→ **ASSIGNMENT**
Each record needs to be transcribed word for word, though without its pictures.

[RECORDED INFORMATION Boundary: Start]

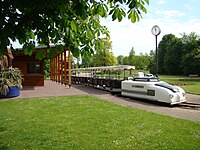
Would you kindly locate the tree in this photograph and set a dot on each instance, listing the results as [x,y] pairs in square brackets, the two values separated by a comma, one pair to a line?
[104,57]
[190,62]
[170,52]
[76,24]
[120,59]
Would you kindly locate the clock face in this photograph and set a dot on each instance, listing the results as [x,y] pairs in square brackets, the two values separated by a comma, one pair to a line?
[155,30]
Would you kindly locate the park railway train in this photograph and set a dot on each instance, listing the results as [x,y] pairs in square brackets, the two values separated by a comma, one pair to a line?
[142,87]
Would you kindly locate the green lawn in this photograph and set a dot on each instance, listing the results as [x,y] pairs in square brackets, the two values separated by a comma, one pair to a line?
[84,122]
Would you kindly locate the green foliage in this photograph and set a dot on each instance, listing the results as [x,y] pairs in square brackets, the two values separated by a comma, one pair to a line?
[86,122]
[139,61]
[179,56]
[76,24]
[120,59]
[104,57]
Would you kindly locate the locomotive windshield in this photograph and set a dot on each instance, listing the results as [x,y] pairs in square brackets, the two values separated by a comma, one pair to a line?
[168,86]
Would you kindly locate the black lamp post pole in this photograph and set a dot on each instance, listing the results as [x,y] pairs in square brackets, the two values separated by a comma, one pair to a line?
[156,31]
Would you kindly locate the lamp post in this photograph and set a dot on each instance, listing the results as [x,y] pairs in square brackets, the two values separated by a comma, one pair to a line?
[156,31]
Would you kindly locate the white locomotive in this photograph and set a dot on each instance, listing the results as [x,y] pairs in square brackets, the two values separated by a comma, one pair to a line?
[149,87]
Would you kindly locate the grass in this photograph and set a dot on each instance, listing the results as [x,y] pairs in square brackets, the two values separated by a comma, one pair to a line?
[190,85]
[85,122]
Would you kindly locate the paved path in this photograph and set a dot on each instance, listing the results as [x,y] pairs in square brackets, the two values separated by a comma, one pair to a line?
[55,89]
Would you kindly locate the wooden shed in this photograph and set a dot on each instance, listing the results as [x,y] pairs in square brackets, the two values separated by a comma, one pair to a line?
[33,69]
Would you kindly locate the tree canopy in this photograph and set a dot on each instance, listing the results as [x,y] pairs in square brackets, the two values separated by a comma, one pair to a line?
[179,56]
[74,23]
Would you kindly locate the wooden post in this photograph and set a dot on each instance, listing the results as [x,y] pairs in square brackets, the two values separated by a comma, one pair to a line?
[51,69]
[65,67]
[69,68]
[61,68]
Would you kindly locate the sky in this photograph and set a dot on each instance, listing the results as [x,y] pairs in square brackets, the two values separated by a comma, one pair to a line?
[172,16]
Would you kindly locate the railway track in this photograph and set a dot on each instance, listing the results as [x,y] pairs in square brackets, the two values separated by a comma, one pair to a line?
[188,105]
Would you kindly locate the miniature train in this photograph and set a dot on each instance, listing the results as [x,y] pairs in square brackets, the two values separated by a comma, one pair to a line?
[142,87]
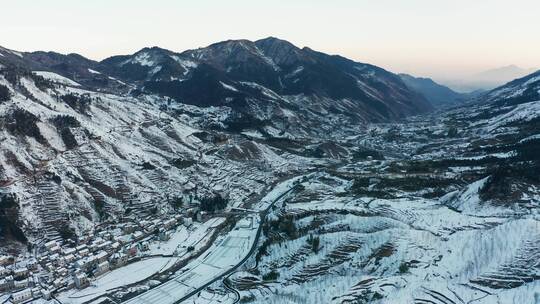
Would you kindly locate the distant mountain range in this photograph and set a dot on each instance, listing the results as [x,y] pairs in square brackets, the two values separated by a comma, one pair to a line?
[261,81]
[438,95]
[489,79]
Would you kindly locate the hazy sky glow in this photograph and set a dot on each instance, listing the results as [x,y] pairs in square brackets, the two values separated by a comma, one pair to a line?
[436,38]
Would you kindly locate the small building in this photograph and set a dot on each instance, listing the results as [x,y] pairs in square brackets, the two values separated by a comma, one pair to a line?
[5,260]
[84,252]
[164,235]
[69,251]
[20,284]
[46,294]
[6,283]
[51,244]
[36,292]
[32,264]
[20,273]
[168,224]
[131,250]
[119,259]
[22,296]
[69,258]
[137,235]
[102,268]
[3,271]
[81,280]
[102,256]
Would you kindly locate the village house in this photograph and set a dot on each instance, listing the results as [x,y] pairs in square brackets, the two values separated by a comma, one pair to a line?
[137,236]
[69,258]
[68,251]
[5,260]
[20,273]
[22,296]
[6,283]
[101,268]
[50,245]
[168,224]
[3,271]
[81,280]
[131,250]
[32,264]
[20,284]
[102,256]
[119,259]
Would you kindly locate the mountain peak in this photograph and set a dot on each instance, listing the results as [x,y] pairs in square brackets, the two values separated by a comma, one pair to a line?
[282,52]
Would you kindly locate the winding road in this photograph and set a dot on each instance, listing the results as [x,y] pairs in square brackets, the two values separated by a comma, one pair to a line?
[193,280]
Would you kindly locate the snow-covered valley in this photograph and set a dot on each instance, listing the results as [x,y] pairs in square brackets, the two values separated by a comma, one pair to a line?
[113,197]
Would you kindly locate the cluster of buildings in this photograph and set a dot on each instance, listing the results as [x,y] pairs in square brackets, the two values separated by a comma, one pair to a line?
[60,266]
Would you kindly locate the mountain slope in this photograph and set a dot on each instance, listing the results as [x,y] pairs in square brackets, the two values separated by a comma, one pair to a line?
[518,91]
[267,76]
[437,94]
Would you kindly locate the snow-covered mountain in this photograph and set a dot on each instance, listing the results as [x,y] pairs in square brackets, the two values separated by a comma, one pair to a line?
[300,177]
[518,91]
[438,95]
[262,80]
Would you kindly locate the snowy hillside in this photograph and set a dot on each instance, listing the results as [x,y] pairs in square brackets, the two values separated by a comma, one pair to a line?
[259,172]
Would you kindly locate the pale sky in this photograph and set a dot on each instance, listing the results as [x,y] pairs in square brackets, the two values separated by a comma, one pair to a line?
[435,38]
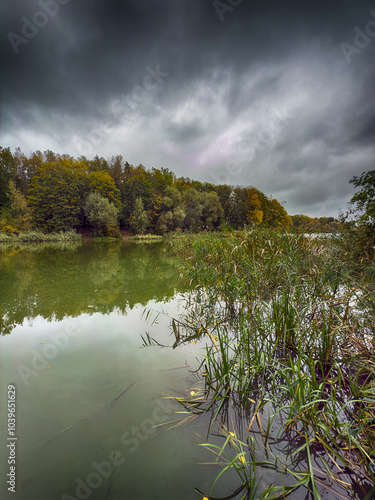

[RECORDED INFORMATION Boundary: End]

→ **ANSWER BOX**
Would you kindly locate the tree in this photograph and set a dot on each instance, listing the results as [x,y] pairs in square brackets, the two values separated by a comma, one pair to a line?
[104,57]
[190,62]
[170,52]
[76,24]
[120,59]
Would you kindly locate the clock face in this photograph and set a dot on each instance, listing the results as [x,y] pairs in square brackets, the two values separated by a comma, one pair to a line?
[155,30]
Would you kindly locate the park railway train in this photograph and set a dot on each instance, listing the results as [x,y] pairs in square brackets, the two values separated by a comma, one pair to a line?
[142,87]
Would you kindly locate the green lawn in this photograph and set a dot on each instance, listing the results as [x,y] pairs in square brackets, the two values separated by a comma, one pair to a line?
[84,122]
Would you kindly locate the green foliage in this photograph and set a dot on each instance, listing the results as [x,y] pairs in square brackets, the two values separated by a comma, one pair to a line?
[86,122]
[139,61]
[179,56]
[76,24]
[120,59]
[104,57]
Would you kindly locate the locomotive windshield in this photograph and set a dot on each instance, listing the results as [x,y] pairs in square brackets, the two values separated by a comma, one pair to a line?
[168,86]
Would you kindly locate the black lamp post pole in this photograph and set a dot on each instance, listing the results as [x,y] pairs in square brackets, the two values separated by a comma, one pair to a line?
[156,31]
Would you kindly locate the lamp post in this photograph and set a dot on each instance, listing the results as [x,y] pairs in square brackets, the two values separated by a comma, one pair to a line?
[156,31]
Would you kindly locate the white locomotive in this photograph and set a dot on each instance, listing the results as [x,y] pairs in square brackets, the two values separated by a comma, one pair to a line?
[149,87]
Would you kindly locate the grass in this photograph and set a dot on each instance, listing the results as [x,y] pairs in square brackets, the two values separated by a comma, one pair to a line?
[190,85]
[85,122]
Would you kindly locate the paved path in this photograph and set a dot on each instance, listing the results as [x,y] pairs in square brackets, the two values separated by a comma, one pair to a line?
[55,89]
Would you kindly locate the wooden shed in this photograph and set a dot on each instance, listing the results as [x,y] pairs in square brackets, the two values separated by a comma, one pair to a line?
[33,69]
Would you kindly locate the tree canopy in this photograph and set a dot on each instance, listing the results as [x,y] pairs in square brackets, the two values separated by a comma, one pair to a line?
[179,56]
[74,23]
Would you kindly locate the wooden post in this photograph and set a dot on each instance, listing the results as [x,y] pairs in square brackets, the two values separated by a comma, one pair to a line?
[51,69]
[65,67]
[69,68]
[61,68]
Would you kindly locate the sky in this photograph and set a dot on each instance, listing the results as [x,y] pairs in square brackets, the two values separated by a comma, one pair to a line?
[172,16]
Would you kindly locate the railway track in this photograph and set a dot on each instance, listing the results as [x,y] pairs in square brackets, the two values separated by a comma, one pair to a line?
[188,105]
Would you kindly locate the miniature train in this photograph and set a dot on each instance, listing the results as [x,y] pairs in square brackets, the two values separated by a comma, one pair to a line?
[142,87]
Would you kindly locate the distant mountain range in this photograph and set a dot on each instance, listing the results as [x,y] pairs in square brackets, the two values separated by a comma, one pair to a line?
[261,81]
[438,95]
[489,79]
Would you kindly locate the hazy sky glow in this photograph and set a dot on each instance, listing the results as [x,y] pairs in square brackets, the two values separated by a comma, one pair to a line?
[436,38]
Would you kindly locate the small building in this photograph and set a dot on each instance, listing the results as [x,y] pairs in square brackets, the two values separated by a comma, one pair to a line?
[5,260]
[84,252]
[164,235]
[69,251]
[20,284]
[46,294]
[6,283]
[51,244]
[36,292]
[32,264]
[20,273]
[168,224]
[131,250]
[119,259]
[22,296]
[69,258]
[137,235]
[102,268]
[3,271]
[81,280]
[102,256]
Would you kindly locate the village house in this photograph and set a dot on each instance, listing the results as [x,y] pairs in square brackets, the two values separated by a comma, one pair to a line?
[137,236]
[69,258]
[68,251]
[5,260]
[20,273]
[22,296]
[6,283]
[101,268]
[50,245]
[168,224]
[3,271]
[81,280]
[131,250]
[32,264]
[20,284]
[102,256]
[119,259]
Would you kindly locate the mountain peak in this photograph and set a dot on each instance, listing the results as [x,y] pairs in square brackets, the two values separated by a comma, one pair to a line?
[282,52]
Would you kindly locate the winding road in this photograph and set a dot on each instance, listing the results as [x,y] pairs in square brackets, the two values separated by a comma, one pair to a line?
[193,280]
Would you kindly locate the snow-covered valley in this photograph and set a dot on each instance, listing the results as [x,y] pairs in square brackets, the two values separated by a comma, one pair to a line?
[113,197]
Would you kindly locate the cluster of buildings in this photograph and set a dot on each instance, listing the results as [x,y] pairs in square brackets, the two values separated by a comma, one pair to a line?
[60,266]
Would you kindly locate the mountain slope in this photograph and set a dot on each instance, listing the results as [x,y] pairs in square brackets, the two values separated by a comma, one pair to a line?
[518,91]
[267,76]
[437,94]
Would you kindly locate the snow-covered mountain in this photograph and set a dot on each instance, listing the results as [x,y] pairs in square brackets, the two values separated by a comma, one pair to a line?
[300,177]
[518,91]
[438,95]
[262,80]
Would you kindly locate the snowy hillside in this photograph and set a dot on each instance, listing the results as [x,y] pairs in square brackets, the two values separated by a comma, one pair to a line?
[259,172]
Would you kindly locate the pale sky in this photograph and set a dot on each instance, listing the results as [x,y] pairs in square brackets, the two values separated by a comma, one pair to a line?
[435,38]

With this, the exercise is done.